**Daftar Tugas**
A. Jawablah pertanyaan berikut berdasarkan berita tentang harga telur ayam.
(i) Berapa laju inflasi Mei 2022?
(ii) Berapa acuan harga telur ayam ras di tingkat konsumen menurut Peraturan Menteri Perdagangan Nomor 7 Tahun 2020?
(iii) Berapa harga jagung saat ini menurut Musbar?
B. Sambunglah berita tentang harga telur ayam mulai dari kalimat terakhirnya.

**Kutipan**
# # # #

REPUBLIKA.CO.ID, JAKARTA -- Kenaikan harga telur ayam ras menjadi salah satu pemicu utama laju inflasi Mei 2022 yang mencapai 0,4 persen. Peternak ayam petelur atau layer menjelaskan, kenaikan harga telur ayam memang murni diakibatkan biaya produksi yang mengalami kenaikan selama pandemi Covid-19.
Presiden Peternak Layer Nasional, Ki Musbar Mesdi, mengatakan, biaya produksi telur ayam terus mengalami kenaikan. Sementara, acuan harga pemerintah terhadap daging dan telur ayam ras tidak disesuaikan sejak 2020 lalu.
Di sisi lain, sesuai amanat Undang-Undang Nomor 7 Tahun 2014 tentang Perdagangan mengamanatkan pemerintah untuk mengawal stabilitas komoditas pangan sehingga tidak memberatkan masyarakat. Namun nyatanya upaya yang ditempuh belum optimal.
"Jadi inflasi (karena telur ayam) karena apa? Ya karena regulasi pun tidak bisa mengantisipasi kondisi yang terjadi. Jadi akibat regulasi pemerintah itu sendiri," kata Musbar kepada Republika.co.id, Jumat (3/6/2022).
Peraturan Menteri Perdagangan Nomor 7 Tahun 2020 menetapkan acuan harga telur ayam ras di tingkat peternak sebesar Rp 19 ribu hingga Rp 21 ribu per kilogram (kg) dan di konsumen Rp 24 ribu per kg. Musbar mengatakan, tingkat harga itu dibuat saat harga pakan ternak layer masih di kisaran Rp 5.000 hingga Rp 5.500 per kg dengan tingkat harga jagung Rp 4.500 per kg.
"Itu diterbitkan Februari 2020, sekarang sudah Juni 2022 berarti sudah 28 bulan belum direvisi. Padahal, harga pakan ternak saat ini sudah sampai Rp 6.800 sampai Rp 7.200 per kg, jadi naik lebih 25 persen," jelasnya.
Tingginya harga pakan ternak dipengaruhi oleh kenaikan harga jagung yang menjadi bahan baku utama pakan ternak layer. Saat ini, Musbar menuturkan, harga jagung sudah dihargai sekitar Rp 5.500-Rp 6.000 per kg.

# # # #

[Item tersimpan dari sebuah koleksi]
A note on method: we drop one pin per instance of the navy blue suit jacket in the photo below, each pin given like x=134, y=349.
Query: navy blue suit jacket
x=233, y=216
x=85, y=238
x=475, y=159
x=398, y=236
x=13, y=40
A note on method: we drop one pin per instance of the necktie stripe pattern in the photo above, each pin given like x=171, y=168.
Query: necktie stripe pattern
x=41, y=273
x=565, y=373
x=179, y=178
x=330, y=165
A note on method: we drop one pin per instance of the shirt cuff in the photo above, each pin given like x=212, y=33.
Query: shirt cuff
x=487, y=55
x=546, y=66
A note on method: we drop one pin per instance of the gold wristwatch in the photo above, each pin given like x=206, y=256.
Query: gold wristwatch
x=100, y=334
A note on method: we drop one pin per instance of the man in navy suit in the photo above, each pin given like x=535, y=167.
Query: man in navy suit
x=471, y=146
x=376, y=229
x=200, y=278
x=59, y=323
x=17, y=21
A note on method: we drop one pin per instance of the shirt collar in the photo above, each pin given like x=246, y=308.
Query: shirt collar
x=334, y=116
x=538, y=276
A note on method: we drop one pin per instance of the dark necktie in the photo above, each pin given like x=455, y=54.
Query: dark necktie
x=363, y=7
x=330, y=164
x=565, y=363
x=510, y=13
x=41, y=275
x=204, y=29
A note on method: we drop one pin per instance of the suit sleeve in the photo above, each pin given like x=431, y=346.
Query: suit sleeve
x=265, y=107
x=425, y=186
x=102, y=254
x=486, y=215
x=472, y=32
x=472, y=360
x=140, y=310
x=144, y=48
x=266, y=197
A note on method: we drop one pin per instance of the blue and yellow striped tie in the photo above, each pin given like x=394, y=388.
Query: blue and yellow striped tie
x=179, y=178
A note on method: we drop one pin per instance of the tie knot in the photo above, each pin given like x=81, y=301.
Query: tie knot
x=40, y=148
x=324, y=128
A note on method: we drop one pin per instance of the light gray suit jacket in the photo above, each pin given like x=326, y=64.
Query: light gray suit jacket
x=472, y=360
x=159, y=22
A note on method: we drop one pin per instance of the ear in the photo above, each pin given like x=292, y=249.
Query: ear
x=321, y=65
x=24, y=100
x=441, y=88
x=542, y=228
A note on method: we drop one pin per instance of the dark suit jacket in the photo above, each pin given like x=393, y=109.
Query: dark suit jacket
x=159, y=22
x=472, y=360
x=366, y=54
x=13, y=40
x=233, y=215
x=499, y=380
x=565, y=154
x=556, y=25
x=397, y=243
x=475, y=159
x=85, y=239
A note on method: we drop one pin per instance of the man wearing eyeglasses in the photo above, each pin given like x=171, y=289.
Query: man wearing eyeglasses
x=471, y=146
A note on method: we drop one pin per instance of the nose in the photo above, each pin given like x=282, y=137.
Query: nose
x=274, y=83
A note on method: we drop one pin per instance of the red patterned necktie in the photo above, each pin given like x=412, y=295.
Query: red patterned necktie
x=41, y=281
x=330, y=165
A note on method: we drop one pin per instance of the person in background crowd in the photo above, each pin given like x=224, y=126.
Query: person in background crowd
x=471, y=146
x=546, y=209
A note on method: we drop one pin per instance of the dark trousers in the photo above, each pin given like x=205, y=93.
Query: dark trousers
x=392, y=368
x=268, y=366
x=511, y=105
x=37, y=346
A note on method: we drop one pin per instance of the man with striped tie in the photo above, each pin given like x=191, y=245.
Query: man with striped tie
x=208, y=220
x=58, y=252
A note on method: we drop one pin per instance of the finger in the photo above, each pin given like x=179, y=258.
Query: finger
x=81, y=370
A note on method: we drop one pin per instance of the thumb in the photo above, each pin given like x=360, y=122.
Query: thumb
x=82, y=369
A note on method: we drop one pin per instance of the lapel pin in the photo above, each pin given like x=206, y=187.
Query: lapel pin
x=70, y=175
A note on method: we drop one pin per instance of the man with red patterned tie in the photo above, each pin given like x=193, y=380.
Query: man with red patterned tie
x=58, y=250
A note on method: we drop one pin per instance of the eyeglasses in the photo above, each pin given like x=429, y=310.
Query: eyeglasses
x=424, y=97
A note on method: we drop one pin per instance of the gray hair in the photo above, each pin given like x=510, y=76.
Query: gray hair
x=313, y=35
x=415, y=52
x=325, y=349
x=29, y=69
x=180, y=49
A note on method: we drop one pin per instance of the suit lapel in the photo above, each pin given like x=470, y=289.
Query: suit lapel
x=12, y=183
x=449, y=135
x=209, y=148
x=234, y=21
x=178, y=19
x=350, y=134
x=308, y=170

# # # #

**Daftar Jawaban**
A.
(i) 0,4 persen.
(ii) Rp 24 ribu per kg.
(iii) Sekitar Rp 5.500 hingga Rp 6.000 per kg.

B.
Dengan kenaikan biaya pakan yang menyumbang besar biaya produksi, harga normal telur ayam ras dari peternak saat ini sudah menyentuh Rp 23 ribu hingga Rp 25 ribu per kg. Sementara, harga wajar di konsumen kisaran Rp 27 ribu-Rp 29 ribu per kg karena rata-rata selisih harga dari peternak dan konsumen Rp 4.000 per kg.
Namun, Musbar menuturkan harga di konsumen saat ini bahkan mencapai Rp 31 ribu per kg sehingga selisih harga naik menjadi Rp 6.000 per kg. Menurutnya, wajar bila pedagang, dari distributor hingga penjual akhir, menaikkan margin lantaran kebutuhan hidup yang terus meningkat.
Musbar juga memprediksi, tingkat harga saat ini kemungkinan merupakan keseimbangan baru yang akan berlaku terus ke depan. Karena itu, pemerintah harus melakukan sosialiasi soal kondisi usaha perunggasan rakyat. Intervensi juga harus dilakukan oleh pemerintah sesuai amanat undang-undang.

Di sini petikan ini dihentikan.